* **Stated exercise**:
Take the line that contains "Where can you spot the green background?" and every line after it in the material below, and quote them exactly.

* **Material for this exercise**:
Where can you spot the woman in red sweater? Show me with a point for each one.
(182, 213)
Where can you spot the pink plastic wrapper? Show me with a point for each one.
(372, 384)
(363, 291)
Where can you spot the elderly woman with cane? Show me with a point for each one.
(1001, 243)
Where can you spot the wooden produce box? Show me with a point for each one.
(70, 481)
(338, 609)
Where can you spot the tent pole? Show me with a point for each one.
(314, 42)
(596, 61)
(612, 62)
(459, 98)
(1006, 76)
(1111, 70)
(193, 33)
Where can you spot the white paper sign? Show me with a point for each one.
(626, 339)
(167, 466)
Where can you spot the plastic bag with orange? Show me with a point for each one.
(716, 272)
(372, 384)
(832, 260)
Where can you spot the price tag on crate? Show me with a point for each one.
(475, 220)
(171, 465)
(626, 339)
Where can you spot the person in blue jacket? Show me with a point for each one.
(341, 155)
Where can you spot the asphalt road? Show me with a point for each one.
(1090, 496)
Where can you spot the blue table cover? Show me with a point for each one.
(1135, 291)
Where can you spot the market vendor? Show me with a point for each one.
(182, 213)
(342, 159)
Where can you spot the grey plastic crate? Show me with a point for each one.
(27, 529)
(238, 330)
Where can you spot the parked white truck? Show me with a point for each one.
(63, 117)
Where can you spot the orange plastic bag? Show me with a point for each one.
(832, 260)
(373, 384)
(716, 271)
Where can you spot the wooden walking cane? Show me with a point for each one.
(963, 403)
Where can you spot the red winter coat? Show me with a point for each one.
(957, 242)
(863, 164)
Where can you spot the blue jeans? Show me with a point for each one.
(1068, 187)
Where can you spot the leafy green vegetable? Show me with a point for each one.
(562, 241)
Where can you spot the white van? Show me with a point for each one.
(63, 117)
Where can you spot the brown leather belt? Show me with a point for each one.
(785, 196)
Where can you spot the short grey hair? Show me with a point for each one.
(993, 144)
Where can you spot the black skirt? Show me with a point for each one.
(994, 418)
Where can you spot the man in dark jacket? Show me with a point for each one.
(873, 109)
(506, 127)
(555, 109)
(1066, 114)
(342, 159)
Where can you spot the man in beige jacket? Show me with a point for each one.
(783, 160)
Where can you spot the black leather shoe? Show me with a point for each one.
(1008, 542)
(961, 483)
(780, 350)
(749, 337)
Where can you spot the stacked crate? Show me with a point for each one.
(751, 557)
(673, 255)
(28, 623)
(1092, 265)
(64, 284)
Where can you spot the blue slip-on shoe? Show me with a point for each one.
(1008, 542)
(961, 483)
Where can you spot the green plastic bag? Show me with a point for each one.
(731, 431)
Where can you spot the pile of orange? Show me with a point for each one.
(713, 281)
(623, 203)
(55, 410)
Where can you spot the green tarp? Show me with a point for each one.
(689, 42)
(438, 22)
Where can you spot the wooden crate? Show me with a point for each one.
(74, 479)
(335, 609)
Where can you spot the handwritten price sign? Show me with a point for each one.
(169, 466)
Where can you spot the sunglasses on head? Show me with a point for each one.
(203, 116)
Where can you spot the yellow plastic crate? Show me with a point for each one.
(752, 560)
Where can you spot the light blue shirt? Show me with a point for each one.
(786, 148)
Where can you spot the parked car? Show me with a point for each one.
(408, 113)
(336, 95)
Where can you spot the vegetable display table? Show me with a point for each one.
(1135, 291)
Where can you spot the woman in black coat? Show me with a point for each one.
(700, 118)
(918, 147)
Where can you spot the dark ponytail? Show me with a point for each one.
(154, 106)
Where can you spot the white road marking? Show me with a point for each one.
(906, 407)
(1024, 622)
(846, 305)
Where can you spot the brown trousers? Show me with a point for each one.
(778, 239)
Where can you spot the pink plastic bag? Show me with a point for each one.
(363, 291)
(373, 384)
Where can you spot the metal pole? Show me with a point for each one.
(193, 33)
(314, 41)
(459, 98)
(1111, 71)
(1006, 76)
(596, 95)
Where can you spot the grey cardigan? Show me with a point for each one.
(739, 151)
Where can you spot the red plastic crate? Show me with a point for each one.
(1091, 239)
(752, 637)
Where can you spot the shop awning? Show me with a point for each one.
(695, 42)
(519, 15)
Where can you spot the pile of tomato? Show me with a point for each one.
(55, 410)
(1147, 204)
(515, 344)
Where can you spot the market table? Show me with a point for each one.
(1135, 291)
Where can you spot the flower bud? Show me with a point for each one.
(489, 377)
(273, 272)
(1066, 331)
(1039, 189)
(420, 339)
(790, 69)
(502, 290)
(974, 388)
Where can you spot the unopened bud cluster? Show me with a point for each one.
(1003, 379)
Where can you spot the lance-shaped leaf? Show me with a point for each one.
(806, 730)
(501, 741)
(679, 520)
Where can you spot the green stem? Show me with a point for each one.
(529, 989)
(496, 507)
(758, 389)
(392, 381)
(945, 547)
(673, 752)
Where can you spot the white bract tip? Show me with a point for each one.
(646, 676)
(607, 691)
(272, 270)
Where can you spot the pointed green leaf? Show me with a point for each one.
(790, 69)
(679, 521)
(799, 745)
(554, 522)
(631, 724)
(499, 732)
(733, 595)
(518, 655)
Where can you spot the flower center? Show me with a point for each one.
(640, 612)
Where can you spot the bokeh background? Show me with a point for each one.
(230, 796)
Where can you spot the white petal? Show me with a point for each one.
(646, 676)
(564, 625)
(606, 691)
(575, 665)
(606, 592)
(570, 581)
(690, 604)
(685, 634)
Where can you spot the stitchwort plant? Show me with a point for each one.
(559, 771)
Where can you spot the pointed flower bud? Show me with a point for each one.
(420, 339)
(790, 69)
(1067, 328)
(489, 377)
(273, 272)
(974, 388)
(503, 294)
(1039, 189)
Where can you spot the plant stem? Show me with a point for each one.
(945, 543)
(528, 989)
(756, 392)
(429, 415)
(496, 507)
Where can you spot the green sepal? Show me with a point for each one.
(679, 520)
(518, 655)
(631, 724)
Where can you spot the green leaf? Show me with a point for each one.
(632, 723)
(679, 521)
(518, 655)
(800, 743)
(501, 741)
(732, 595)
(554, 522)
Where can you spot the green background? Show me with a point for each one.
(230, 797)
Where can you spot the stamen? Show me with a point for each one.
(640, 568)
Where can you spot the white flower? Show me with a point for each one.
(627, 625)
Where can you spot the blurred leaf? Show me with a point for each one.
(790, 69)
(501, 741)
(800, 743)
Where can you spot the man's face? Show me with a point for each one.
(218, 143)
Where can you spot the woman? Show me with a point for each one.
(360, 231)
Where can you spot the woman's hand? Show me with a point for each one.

* **Right answer**:
Where can you spot the green background? Show me with a point for each one.
(230, 797)
Where can you spot the stamen? Show me with a point for each one.
(640, 568)
Where can you spot the white flower? Show me with a point for each one.
(627, 625)
Where can you spot the blurred leaf? Show me with a point for each one.
(790, 69)
(501, 741)
(800, 743)
Where can you spot the man's face? Show me with a point for each one.
(218, 143)
Where can you spot the woman? Show me with a point for each one.
(360, 231)
Where can you spot the woman's hand? Show me with a point for each one.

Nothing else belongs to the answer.